----- Passage to read -----

Hippocampal neurons develop numerous dendritic spines along their dendritic shafts during two weeks in culture (top). Silencing of one of the ORC subunits, ORC3, with siRNA, leads to a dramatic loss of dendritic spines in treated neurons (bottom).

The origin recognition complex (ORC), which is responsible for regulating DNA replication during the cell cycle, has a curious role in postmitotic neurons. Writing in the Journal of Cell Biology, Huang and colleagues show that the ORC subunits are expressed in the adult mouse brain and are crucial for dendrite and spine development.

The ORC is a hexameric protein that acts as a cyclin-dependent kinase (CDK)-regulated, ATPase-dependent molecular switch for initiating DNA replication during the cell cycle, ensuring that each wave of CDK activation is translated into one, and only one, round of genome replication. Adult neurons are mostly postmitotic and have no need for DNA replication, so it was a surprise when Huang et al. found that the Orc genes appeared frequently in the adult mouse brain database.

To explore their finding, the researchers studied Orc expression and found that the Orc2–6 mRNAs were abundant in adult brain tissues such as the cerebral cortex, hippocampus and cerebellum. Interestingly, Orc3 is expressed in the cytoplasm of cultured hippocampal neurons, rather than in the nucleus as one would expect, and the expression co-localizes with the dendritic marker microtubule-associated protein 2 (MAP2).

What is the function of ORC in postmitotic neurons? To address this issue, Huang et al. silenced Orc expression in cultured hippocampal neurons using small interfering RNAs (siRNAs). Cultured hippocampal neurons undergo two stages of development: the initial arborization of dendrites at about 7–10 days in vitro (DIV) followed by the elaboration of spines at about 14–17 DIV.

----- Data shown -----

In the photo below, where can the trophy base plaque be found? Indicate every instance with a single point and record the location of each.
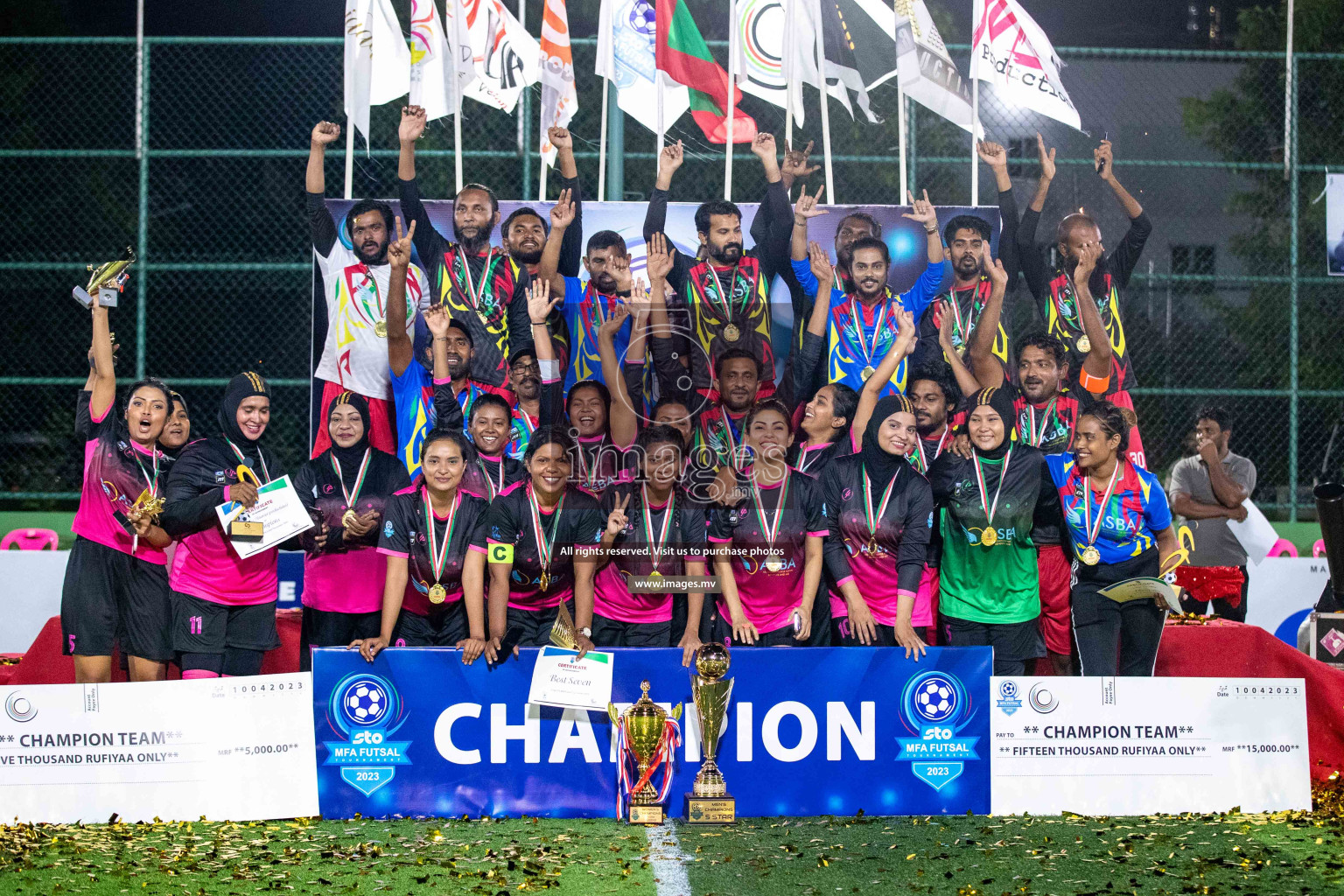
(647, 815)
(711, 810)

-----

In the passage on ORC in neurons, where is Orc3 expressed in cultured hippocampal neurons? The data come from a source unrelated to the text.

In the cytoplasm rather than the nucleus, where it co-localizes with the dendritic marker MAP2.